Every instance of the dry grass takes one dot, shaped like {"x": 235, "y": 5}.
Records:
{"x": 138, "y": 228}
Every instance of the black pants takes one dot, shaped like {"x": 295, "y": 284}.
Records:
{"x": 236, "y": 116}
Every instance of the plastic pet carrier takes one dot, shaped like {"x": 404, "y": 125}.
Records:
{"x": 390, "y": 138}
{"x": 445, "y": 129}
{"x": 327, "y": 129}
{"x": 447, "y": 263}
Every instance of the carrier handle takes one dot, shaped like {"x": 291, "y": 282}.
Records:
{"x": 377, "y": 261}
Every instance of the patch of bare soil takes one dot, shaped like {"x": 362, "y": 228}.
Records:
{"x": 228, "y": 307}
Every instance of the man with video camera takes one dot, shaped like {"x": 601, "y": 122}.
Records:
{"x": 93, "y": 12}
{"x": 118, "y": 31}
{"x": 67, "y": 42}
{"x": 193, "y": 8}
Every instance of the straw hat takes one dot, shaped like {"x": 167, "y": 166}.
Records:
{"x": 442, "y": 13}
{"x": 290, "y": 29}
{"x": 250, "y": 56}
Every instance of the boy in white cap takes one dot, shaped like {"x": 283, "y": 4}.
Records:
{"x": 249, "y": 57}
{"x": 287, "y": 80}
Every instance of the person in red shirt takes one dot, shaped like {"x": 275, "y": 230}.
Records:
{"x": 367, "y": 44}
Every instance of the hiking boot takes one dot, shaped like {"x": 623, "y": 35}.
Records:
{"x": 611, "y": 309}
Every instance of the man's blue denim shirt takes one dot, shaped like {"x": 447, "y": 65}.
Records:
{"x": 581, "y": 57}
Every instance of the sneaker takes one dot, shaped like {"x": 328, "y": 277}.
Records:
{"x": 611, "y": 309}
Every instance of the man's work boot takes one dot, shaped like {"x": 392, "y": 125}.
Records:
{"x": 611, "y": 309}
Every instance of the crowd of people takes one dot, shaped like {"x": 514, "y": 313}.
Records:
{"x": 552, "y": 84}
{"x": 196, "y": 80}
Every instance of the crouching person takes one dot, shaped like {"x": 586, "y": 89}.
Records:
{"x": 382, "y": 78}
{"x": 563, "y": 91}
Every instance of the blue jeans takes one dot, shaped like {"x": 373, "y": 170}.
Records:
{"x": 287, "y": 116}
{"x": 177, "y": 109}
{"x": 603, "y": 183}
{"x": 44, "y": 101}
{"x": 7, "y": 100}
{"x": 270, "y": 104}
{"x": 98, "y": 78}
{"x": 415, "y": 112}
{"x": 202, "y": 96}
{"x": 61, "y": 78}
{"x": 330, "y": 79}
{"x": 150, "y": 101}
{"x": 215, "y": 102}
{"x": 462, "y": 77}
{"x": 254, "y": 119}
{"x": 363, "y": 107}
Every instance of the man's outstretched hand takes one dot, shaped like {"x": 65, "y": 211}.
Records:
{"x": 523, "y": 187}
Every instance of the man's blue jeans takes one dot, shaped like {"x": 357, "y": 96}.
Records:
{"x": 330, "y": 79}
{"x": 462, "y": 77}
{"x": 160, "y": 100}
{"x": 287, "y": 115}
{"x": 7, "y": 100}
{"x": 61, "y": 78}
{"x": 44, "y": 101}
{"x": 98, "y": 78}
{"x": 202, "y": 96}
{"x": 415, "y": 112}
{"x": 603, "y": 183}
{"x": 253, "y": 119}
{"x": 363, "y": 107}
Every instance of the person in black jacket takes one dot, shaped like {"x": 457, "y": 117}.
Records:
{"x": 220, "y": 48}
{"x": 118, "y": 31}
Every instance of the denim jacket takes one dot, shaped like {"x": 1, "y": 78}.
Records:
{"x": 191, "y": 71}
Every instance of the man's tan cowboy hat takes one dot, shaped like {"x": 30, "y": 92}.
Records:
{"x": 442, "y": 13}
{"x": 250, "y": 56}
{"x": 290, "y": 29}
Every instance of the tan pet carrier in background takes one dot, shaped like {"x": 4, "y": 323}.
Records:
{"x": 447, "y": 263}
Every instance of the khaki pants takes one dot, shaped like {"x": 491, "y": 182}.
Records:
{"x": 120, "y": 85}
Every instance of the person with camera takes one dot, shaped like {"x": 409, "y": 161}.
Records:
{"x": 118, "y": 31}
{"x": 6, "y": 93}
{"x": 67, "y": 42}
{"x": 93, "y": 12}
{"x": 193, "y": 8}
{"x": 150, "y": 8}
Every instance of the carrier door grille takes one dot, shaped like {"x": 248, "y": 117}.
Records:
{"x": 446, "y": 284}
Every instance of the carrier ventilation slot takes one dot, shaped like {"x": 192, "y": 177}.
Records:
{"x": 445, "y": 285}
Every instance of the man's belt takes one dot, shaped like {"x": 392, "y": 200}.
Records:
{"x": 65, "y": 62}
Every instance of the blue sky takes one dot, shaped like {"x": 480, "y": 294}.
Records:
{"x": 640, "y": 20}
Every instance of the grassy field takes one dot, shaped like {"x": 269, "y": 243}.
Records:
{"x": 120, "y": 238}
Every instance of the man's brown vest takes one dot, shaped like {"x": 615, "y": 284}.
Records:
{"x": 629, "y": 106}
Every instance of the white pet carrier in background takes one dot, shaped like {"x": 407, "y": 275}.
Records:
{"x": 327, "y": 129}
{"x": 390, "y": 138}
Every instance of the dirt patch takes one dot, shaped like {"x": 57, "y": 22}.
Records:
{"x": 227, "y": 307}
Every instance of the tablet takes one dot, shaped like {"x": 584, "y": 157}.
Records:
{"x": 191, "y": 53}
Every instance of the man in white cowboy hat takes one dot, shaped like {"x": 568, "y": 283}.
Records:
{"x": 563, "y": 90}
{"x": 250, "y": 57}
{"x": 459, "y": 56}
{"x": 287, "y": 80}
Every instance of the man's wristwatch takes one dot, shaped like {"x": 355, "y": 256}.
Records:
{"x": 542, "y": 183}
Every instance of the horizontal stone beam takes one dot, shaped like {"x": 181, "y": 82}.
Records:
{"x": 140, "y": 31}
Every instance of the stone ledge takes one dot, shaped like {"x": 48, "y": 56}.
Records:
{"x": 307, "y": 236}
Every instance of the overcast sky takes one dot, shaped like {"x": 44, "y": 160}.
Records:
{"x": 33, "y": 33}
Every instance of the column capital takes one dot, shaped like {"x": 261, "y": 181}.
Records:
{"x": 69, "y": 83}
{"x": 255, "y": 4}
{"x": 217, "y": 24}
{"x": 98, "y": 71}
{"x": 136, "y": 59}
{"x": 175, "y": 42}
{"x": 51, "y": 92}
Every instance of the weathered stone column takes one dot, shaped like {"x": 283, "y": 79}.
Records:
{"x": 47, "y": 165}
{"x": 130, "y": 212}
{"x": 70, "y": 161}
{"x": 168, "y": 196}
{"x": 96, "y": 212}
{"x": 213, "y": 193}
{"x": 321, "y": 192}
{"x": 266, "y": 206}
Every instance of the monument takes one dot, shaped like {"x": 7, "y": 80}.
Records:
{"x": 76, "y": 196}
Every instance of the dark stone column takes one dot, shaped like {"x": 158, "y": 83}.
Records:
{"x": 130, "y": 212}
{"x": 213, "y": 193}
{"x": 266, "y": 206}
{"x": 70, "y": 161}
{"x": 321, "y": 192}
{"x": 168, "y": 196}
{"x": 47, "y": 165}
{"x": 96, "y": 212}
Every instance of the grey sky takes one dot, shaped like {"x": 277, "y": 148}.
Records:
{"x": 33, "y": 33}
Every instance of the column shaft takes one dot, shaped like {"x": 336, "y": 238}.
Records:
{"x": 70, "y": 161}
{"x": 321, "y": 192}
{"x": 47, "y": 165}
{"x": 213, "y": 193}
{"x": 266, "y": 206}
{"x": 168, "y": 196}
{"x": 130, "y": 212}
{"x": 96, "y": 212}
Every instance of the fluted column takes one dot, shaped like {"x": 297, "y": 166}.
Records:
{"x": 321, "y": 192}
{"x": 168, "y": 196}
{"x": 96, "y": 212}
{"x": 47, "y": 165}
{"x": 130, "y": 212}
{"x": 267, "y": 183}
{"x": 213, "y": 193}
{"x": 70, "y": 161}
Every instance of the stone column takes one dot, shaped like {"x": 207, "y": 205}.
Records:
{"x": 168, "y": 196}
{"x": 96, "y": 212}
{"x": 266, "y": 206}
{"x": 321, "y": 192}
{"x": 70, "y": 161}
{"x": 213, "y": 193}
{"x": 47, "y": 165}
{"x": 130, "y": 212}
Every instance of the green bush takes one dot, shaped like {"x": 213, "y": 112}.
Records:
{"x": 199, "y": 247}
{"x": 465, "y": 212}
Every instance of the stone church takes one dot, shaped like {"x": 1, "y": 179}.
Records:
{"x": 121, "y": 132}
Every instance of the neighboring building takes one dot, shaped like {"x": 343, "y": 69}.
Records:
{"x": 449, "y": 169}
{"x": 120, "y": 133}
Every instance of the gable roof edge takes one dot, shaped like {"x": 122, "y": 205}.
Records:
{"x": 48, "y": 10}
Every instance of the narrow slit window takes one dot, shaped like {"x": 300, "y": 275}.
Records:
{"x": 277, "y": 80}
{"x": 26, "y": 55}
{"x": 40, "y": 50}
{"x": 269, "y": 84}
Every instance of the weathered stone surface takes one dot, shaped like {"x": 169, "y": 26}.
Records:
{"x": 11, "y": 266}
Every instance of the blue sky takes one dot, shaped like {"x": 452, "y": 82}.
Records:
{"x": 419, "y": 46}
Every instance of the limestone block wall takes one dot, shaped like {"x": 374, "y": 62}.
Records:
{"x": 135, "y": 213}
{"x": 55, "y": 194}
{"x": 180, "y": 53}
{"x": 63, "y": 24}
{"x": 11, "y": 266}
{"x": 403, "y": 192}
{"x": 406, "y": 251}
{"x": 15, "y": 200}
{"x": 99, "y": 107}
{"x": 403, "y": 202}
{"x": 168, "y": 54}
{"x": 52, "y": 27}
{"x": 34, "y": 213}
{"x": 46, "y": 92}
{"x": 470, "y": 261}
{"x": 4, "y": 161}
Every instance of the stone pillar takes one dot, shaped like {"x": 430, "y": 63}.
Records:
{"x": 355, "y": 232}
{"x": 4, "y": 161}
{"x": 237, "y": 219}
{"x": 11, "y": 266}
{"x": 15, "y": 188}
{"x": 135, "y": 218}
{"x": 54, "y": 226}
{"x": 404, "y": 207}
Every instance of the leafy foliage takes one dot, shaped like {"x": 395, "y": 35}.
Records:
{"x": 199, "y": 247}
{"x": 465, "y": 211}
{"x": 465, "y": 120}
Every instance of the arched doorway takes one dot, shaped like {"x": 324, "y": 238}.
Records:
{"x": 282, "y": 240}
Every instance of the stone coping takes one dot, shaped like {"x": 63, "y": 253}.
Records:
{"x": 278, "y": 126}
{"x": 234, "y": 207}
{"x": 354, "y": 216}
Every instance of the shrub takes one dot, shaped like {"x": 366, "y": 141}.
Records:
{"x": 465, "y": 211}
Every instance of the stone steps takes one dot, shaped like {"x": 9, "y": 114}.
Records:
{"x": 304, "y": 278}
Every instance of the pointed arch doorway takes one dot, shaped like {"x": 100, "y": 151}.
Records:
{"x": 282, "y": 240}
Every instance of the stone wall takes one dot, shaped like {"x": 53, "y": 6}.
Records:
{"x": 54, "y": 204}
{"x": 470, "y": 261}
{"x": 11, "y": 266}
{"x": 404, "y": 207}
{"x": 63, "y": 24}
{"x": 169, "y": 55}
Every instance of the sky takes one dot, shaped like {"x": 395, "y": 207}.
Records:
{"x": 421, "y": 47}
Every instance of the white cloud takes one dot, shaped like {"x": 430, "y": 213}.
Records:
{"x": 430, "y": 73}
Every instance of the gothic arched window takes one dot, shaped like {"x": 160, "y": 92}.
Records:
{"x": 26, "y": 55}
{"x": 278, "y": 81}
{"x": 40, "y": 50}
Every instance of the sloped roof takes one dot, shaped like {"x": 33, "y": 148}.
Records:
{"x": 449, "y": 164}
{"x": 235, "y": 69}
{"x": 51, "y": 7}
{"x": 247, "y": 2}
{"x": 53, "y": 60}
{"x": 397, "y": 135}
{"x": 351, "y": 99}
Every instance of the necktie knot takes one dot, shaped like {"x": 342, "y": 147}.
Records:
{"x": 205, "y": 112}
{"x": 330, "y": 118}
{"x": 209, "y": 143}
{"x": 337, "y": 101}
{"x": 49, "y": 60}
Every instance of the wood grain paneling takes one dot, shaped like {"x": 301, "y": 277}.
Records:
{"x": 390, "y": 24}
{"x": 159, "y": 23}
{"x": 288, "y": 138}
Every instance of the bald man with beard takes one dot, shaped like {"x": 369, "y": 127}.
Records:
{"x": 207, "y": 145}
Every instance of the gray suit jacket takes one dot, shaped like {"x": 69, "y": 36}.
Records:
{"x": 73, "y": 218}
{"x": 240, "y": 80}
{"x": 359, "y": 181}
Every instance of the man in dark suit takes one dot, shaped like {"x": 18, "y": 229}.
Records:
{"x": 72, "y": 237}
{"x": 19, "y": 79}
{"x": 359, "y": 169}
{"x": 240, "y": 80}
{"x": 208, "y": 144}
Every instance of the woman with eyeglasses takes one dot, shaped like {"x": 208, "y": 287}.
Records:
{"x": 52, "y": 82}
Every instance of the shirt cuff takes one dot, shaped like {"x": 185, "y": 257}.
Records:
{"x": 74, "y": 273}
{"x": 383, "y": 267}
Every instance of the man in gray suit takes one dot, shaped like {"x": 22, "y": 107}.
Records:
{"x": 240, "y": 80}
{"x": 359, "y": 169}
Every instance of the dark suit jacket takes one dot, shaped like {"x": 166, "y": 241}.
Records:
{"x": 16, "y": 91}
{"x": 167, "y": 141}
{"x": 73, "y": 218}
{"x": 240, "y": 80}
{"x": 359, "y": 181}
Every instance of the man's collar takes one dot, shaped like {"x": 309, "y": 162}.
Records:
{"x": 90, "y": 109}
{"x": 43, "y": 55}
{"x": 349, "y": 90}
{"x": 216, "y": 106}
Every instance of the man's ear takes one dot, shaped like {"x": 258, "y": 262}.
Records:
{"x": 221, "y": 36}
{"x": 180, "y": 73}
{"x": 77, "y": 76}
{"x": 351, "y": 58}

- _PROMPT_: Return exactly the lines from the one containing "Every instance of the gray" to the last line of the data, and nothing more.

- _WRITTEN ANSWER_:
Every instance of the gray suit jacket takes one dot, shaped like {"x": 69, "y": 36}.
Records:
{"x": 73, "y": 218}
{"x": 240, "y": 80}
{"x": 359, "y": 181}
Every instance of the man in dark suit takes one dot, shaped like {"x": 18, "y": 229}.
Records:
{"x": 72, "y": 237}
{"x": 19, "y": 79}
{"x": 359, "y": 169}
{"x": 240, "y": 80}
{"x": 208, "y": 144}
Every instance of the woman with eyeglasses takes one dot, shaped like {"x": 208, "y": 287}.
Records:
{"x": 52, "y": 82}
Every instance of the shirt cuff takes one dot, shaped like {"x": 185, "y": 257}.
Records:
{"x": 74, "y": 273}
{"x": 383, "y": 267}
Every instance of the man in gray suit takes one dot, shaped like {"x": 22, "y": 107}.
Records:
{"x": 240, "y": 80}
{"x": 359, "y": 169}
Every instance of the dark suit jacket takes one dot, shaped like {"x": 166, "y": 241}.
Records:
{"x": 16, "y": 91}
{"x": 167, "y": 141}
{"x": 73, "y": 218}
{"x": 240, "y": 80}
{"x": 359, "y": 181}
Every instance of the man's collar takes one dot, shaped like {"x": 309, "y": 162}.
Records:
{"x": 90, "y": 109}
{"x": 43, "y": 55}
{"x": 349, "y": 90}
{"x": 216, "y": 106}
Every instance of the man's ear takes one dot, shaped like {"x": 258, "y": 262}.
Records:
{"x": 221, "y": 36}
{"x": 180, "y": 73}
{"x": 77, "y": 76}
{"x": 351, "y": 58}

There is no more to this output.